Text excerpt:
I think the key is to instill in herself that it is NEVER ok to hit. No matter how annoyed she is with the children. No matter if they dart into the street, paint her bedroom with markers or otherwise put her over the edge. She cannot have any part of herself condoning or rationalizing violence. So that is step one.

As for concrete suggestions: I know time-outs are not favored here, but perhhaps time-outs for HER would help. I know I give them to myself once in a while if I feel ugly words about to emerge from my mouth. I tell Sorin that I am really angry and need to take a few minutes alone. Then I do so. Youl could also suggest that she call you if she feels the urge to hit. Make yourself available to her and then talk her down in a non-judgmental way. Also, identifying preventing triggers is key. If she tends to hit more when she hasn't had a break, for instance, suggest that she arrange for time to herself on a regular basis. Good luck!


----------



## RiverSky (Jun 26, 2005)

Quote:


Originally Posted by *scubamama*
Here are four articles to print off and place on the front of the refrigerator as support:

http://www.naturalchild.com/jan_hunt...ernatives.html 22 Alternatives to Losing It

http://www.awareparenting.com/twenty.htm 20 Alternatives to Punishments

http://www.positivediscipline.com/articles/power.html 18 Ways to Avoid a Power Struggle

http://www.positivediscipline.com/articles/pdguide.html Positive Discipline Guidelines

These practical tools make hitting children unnecessary.

Supplied material:

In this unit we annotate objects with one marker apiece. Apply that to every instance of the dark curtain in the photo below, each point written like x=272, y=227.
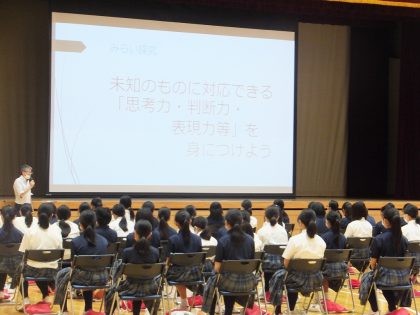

Objective:
Answer these questions about the forum thread on not hitting children:
1. Whom does the first poster tell about being really angry before taking a few minutes alone?
2. How many articles does scubamama suggest placing on the front of the refrigerator?
3. What title is given for the article at the awareparenting.com link?

Result for this task:
1. Sorin
2. Four
3. 20 Alternatives to Punishments